▼
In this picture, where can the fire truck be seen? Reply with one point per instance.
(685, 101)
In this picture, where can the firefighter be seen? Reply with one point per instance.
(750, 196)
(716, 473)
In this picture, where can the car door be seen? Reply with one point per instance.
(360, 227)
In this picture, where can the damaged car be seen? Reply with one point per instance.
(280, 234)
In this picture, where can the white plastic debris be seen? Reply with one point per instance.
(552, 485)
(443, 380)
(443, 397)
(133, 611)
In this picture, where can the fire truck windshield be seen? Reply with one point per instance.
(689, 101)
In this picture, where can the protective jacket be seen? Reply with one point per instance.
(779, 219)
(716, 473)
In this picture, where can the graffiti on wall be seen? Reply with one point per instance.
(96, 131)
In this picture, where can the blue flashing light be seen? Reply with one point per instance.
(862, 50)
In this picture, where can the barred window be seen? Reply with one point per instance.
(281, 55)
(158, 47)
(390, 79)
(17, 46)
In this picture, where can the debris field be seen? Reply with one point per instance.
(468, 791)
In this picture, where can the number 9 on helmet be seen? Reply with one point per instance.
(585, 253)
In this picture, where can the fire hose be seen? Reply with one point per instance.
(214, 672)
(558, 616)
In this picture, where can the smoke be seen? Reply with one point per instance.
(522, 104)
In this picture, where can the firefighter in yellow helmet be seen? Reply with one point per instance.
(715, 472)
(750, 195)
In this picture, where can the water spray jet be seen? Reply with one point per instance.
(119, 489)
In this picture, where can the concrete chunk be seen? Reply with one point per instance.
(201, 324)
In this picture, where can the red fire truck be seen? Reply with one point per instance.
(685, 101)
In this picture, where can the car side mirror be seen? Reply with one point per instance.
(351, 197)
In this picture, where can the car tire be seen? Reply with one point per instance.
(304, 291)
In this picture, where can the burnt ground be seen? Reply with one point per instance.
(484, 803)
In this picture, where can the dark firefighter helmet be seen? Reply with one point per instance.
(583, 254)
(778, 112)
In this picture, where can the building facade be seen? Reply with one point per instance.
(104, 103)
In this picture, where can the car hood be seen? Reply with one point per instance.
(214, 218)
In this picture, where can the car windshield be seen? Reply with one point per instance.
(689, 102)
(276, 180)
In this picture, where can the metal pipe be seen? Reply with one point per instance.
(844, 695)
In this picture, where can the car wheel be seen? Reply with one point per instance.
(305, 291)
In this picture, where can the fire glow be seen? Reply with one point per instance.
▲
• WORK TO BE COMPLETED: Copy, with no alteration, the line that contains "In this picture, where can the car hood" and each remaining line of the listing above.

• EXERCISE ANSWER:
In this picture, where can the car hood be seen? Reply with one point per instance.
(214, 218)
In this picture, where can the car windshield be seen? Reply with one point per instance.
(689, 102)
(276, 180)
In this picture, where can the metal pipe be seen? Reply with one point per instance.
(844, 695)
In this picture, where can the car wheel be seen? Reply with one point per instance.
(305, 291)
In this picture, where can the fire glow be seen? Reply with one point per instance.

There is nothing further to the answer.